··· Available records
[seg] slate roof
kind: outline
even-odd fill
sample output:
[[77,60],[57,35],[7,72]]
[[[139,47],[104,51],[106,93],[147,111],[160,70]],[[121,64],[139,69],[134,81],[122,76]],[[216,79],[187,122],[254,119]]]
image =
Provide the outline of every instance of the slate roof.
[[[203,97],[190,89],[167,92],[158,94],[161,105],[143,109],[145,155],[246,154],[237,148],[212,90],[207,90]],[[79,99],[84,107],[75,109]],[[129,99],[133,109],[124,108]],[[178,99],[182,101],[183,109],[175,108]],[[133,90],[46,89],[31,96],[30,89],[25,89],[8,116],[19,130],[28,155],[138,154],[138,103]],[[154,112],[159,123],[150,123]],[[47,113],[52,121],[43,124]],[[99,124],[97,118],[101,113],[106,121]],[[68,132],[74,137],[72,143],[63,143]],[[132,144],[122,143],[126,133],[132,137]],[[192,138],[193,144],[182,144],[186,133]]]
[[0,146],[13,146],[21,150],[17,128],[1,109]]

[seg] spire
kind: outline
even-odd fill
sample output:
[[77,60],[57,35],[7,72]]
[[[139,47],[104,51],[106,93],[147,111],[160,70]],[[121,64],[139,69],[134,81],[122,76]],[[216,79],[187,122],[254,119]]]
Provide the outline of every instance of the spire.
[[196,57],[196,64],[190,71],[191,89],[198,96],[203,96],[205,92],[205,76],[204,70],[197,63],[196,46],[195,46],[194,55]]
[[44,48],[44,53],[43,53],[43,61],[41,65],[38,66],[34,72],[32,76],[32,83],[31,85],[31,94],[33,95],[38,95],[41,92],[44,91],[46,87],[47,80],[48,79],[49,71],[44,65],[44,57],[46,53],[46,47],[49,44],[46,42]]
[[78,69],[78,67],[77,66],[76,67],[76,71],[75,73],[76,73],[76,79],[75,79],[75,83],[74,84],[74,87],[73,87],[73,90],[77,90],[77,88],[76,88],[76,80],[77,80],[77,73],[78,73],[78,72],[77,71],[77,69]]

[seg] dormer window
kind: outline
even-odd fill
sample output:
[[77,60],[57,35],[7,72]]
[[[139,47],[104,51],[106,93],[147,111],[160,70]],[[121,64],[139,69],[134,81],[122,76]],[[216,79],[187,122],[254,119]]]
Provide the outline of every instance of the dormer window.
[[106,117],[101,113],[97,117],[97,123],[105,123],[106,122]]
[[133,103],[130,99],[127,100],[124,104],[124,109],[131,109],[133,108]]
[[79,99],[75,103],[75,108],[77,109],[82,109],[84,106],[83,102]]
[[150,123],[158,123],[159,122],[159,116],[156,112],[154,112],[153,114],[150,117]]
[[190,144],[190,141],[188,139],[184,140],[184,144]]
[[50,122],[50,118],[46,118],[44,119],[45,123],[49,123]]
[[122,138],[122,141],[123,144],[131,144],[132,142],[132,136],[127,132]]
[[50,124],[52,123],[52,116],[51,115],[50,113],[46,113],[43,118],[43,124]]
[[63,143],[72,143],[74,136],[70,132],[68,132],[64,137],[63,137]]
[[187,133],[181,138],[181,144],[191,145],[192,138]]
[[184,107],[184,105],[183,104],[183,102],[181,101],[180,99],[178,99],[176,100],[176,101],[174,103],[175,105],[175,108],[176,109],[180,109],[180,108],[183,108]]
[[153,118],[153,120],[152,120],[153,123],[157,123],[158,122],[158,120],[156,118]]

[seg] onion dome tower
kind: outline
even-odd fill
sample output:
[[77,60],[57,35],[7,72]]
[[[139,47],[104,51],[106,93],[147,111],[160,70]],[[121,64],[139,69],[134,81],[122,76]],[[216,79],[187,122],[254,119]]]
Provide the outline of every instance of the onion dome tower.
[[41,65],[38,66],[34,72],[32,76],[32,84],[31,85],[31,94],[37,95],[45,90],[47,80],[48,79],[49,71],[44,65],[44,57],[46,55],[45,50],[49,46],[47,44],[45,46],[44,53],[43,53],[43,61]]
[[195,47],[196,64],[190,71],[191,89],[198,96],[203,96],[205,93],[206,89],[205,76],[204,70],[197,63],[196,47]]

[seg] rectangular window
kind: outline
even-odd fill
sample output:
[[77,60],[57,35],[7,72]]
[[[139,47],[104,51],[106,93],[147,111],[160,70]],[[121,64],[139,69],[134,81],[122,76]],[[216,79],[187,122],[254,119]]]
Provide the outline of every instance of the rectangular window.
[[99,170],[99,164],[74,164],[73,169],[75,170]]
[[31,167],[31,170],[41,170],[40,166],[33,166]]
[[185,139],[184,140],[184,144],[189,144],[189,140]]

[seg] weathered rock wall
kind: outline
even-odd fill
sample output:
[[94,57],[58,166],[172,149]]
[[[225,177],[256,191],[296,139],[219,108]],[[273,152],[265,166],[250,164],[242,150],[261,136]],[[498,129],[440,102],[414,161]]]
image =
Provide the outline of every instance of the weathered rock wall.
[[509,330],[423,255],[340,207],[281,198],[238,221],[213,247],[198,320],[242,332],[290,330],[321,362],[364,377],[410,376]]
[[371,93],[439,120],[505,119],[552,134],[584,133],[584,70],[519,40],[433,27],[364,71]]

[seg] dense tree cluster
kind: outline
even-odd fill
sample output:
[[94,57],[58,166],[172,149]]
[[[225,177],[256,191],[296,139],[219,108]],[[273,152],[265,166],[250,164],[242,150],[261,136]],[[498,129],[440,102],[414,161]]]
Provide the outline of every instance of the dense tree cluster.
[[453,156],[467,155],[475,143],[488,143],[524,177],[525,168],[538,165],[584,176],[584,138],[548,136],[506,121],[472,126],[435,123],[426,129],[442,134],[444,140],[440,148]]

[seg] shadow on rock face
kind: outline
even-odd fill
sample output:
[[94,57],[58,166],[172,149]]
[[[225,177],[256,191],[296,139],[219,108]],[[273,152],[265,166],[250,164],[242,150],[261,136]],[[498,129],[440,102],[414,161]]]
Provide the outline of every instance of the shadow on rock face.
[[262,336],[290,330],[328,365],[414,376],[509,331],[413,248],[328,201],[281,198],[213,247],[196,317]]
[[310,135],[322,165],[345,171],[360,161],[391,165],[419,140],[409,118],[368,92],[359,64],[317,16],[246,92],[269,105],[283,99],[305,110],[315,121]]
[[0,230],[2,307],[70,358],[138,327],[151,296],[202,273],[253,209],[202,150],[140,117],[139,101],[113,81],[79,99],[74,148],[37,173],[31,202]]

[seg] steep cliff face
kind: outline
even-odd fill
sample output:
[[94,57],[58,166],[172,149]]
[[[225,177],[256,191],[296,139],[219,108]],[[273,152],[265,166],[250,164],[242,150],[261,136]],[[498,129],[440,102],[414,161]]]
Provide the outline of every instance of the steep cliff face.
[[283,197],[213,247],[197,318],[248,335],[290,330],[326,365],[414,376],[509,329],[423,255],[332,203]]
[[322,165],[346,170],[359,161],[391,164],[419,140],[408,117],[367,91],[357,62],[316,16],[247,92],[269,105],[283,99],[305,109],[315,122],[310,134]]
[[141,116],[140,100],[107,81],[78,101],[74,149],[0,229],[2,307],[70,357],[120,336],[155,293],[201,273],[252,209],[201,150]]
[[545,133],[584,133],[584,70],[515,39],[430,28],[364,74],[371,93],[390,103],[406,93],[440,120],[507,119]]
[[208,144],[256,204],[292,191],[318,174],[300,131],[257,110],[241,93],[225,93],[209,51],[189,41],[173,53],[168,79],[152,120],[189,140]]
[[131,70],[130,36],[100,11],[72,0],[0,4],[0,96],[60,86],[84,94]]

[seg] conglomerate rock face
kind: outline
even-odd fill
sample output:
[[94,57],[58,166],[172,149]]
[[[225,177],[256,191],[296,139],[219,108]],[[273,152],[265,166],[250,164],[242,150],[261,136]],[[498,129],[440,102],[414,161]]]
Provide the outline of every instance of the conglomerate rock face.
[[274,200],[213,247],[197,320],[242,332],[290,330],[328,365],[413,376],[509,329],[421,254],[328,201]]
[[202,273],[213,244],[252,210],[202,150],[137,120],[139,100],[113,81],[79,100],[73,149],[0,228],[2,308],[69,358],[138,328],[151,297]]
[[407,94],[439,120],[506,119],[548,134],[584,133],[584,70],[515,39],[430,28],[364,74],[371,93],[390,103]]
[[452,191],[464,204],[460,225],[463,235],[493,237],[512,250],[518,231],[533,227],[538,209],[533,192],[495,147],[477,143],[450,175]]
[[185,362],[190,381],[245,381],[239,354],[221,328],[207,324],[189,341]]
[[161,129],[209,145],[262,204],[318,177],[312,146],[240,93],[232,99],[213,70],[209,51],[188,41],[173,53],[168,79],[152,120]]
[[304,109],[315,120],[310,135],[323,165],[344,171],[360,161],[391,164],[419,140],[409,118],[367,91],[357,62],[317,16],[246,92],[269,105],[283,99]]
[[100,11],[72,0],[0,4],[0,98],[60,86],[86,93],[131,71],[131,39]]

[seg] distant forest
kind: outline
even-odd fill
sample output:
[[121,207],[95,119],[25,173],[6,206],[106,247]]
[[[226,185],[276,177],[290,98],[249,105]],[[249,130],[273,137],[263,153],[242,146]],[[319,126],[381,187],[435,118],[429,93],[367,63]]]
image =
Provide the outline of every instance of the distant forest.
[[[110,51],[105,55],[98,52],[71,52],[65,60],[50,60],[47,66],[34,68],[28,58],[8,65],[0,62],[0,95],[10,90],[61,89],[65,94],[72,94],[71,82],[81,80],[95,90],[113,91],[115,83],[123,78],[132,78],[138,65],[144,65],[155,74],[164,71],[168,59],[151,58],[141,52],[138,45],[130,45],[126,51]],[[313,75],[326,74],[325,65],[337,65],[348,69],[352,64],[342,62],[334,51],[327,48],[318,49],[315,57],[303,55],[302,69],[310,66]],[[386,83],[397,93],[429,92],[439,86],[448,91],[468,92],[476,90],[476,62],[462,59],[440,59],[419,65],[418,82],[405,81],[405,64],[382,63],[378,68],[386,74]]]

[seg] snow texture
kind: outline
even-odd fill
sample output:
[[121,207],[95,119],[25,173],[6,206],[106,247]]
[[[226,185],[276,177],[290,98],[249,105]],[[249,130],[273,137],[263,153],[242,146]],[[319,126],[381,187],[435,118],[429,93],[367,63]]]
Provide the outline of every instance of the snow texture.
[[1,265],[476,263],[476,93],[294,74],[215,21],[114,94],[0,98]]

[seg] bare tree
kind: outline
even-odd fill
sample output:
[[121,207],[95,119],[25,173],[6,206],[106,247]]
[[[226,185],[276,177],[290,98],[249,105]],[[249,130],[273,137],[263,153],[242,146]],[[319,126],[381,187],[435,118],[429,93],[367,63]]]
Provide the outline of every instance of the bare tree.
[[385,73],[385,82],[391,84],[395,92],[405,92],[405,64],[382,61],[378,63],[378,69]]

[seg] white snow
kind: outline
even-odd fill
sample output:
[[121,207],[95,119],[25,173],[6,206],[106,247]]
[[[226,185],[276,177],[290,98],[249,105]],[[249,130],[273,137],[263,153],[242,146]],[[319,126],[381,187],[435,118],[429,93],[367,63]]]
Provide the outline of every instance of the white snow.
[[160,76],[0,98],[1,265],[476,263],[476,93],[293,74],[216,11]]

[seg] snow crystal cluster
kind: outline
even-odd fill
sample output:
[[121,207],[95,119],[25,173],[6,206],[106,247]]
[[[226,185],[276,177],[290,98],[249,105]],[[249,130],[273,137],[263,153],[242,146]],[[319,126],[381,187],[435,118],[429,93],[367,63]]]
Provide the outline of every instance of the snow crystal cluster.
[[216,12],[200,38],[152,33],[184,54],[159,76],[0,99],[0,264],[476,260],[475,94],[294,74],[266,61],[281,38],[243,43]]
······
→ **Aim**:
Set down the lines of the listing above exactly as they appear, starting at the line that contains "[seg] dense tree cluster" and ending at the line that contains "Provide the outline of every instance of the dense", with both of those lines included.

→ **Correct response**:
[seg] dense tree cluster
kind: outline
even-odd fill
sample output:
[[94,57],[58,166],[172,149]]
[[[225,177],[256,191],[296,139],[219,108]],[[273,152],[265,166],[250,164],[242,150],[261,136]],[[498,129],[440,102],[414,161]]]
Provide the outline of every instance of the dense tree cluster.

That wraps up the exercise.